## begin DOCUMENT EXCERPT
An uneasy six-month peace in eastern Congo collapsed last week when clashes erupted between government troops and M23 rebels near the region's largest city Goma, days before a visit by Ban and World Bank president Jim Yong Kim.
The two men were on a mission to promote the latest international attempt to pacify the conflict-torn region, where armed groups, the army and neighboring countries have for nearly two decades battled for control of land and resources.
A $1 billion World Bank aid package aimed at bringing much needed development is to act as carrot for the plan.
But the stick - a 3,000-strong U.N. Intervention Brigade of Tanzanian, South African and Malawian troops with an unprecedented mandate for offensive operations against some 30 armed groups - has only just begun to arrive.
Ban said this week it may take up to another two months before the long-awaited force is operational.
"The troops are coming but it's more of a trickle than anything else," a senior U.N. official in Goma told Reuters.
To date, only around 500 South African and Tanzanian troops have arrived in Goma, U.N. sources say, with delays partly due to logistical and planning problems, including where to base South Africa's incoming troops.
Analysts say South Africa has also been irked by a perceived slight in the choice of both the brigade's command, which has gone to a Tanzanian, and the overall U.N. military leadership in Congo, which went to a Brazilian general whose last job was tackling criminal gangs in Haiti.
"It seems there was a lot of horse trading going on at the United Nations, rather than choosing the appropriate person," South African defense analyst Helmoed Romer Heitman said.
M23 TO DEFEND ITSELF
This led to some discussion over whether South Africa - keen to flex its regional muscles - might pull out in protest, according to Jason Stearns, director of regional think tank the Great Lakes Institute.
Rebels may also be using the delay to seize the initiative before the brigade arrives, Stearns said.
"M23 wants to be able to either prevent the Intervention Brigade from arriving altogether or to be in a very strong military position once it arrives," he said.
M23's military commander Sultani Makenga told Reuters on Monday his troops would not target the U.N. force but would defend themselves if needed. He said reviving stalled peace talks in neighboring Uganda was the only way to break the military deadlock in eastern Congo.
No one from the South African military was immediately available for comment, though military sources there say the force is undergoing training.
Pretoria is determined, following the death in March of 13 of its soldiers at rebel hands during a peacekeeping mission in neighboring Central African Republic, to avoid a similar debacle in Congo, Heitman said.
It was South Africa's worst military losses since the end of apartheid in 1994.
"The intention is to ensure they are well-trained ... They are taking on board the lessons of Bangui," he said.
Tension is rising as Congo's notoriously ill-disciplined army itches to avenge humiliations at the hands of M23, including a rout in November which saw the insurgents briefly seize Goma.
On the northern outskirts of the lakeside town, Indian peacekeepers have deployed tanks and set up a road-block - a thin, blue-helmeted line separating the two sides, with rebel positions clearly visible in the surrounding hills.
At least three civilians were killed last week after rebel shells fell in aid camps and residential areas, according to the United Nations. The army's increasingly aggressive attitude risks worsening the situation and jeopardizing more civilian lives, Goma's mayor Naasson Kubuya Ndoole said.
"I met a soldier who told me that if M23 continues, the army is prepared to chase them all the way to Rwanda," he said. "This determination is dangerous. It's better this neutral force arrives to play the role of arbiter or to tackle the M23 calmly."
## end DOCUMENT EXCERPT
## begin DATASET RECORDS
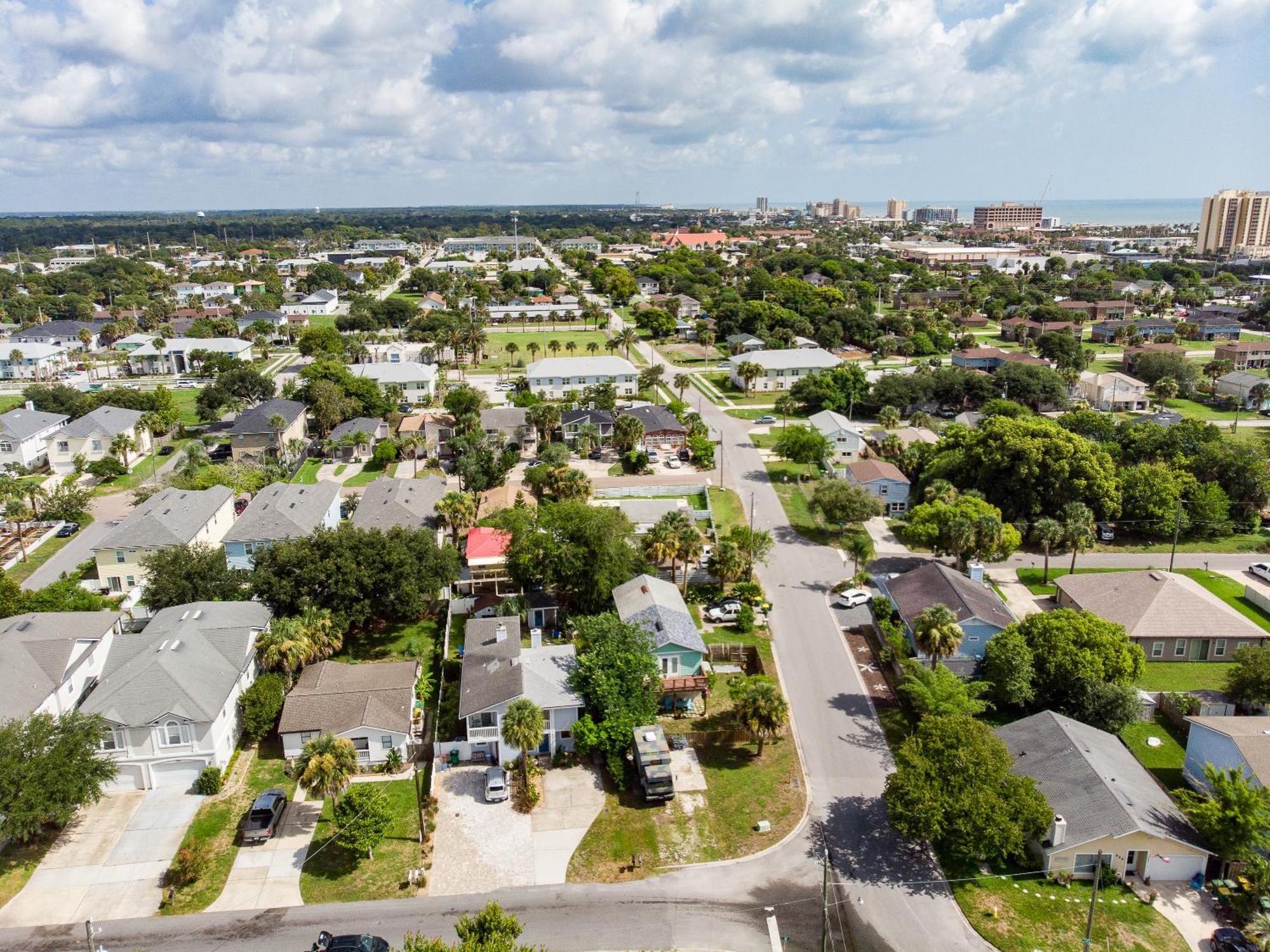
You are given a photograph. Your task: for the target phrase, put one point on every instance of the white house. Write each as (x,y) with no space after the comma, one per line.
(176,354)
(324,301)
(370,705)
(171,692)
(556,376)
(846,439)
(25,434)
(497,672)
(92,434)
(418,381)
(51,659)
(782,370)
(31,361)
## end DATASET RECORDS
*SHORT TASK 1:*
Print the stretch of the Congo article from "To date, only" through "Africa's incoming troops.".
*SHORT TASK 2:*
Please rewrite the records with "white house" changed to "parked car" and everything else left as it is, omitting the pictures.
These records are unrelated to the Congo article.

*ANSWER 1:*
To date, only around 500 South African and Tanzanian troops have arrived in Goma, U.N. sources say, with delays partly due to logistical and planning problems, including where to base South Africa's incoming troops.

*ANSWER 2:*
You are given a photograph. Your task: for the target phrase, put one point on every instance of the parked car. Write each as (x,y) with no space after the comma, one per line.
(176,354)
(324,301)
(370,705)
(171,692)
(556,376)
(846,439)
(25,434)
(497,672)
(92,434)
(418,381)
(51,659)
(782,370)
(31,361)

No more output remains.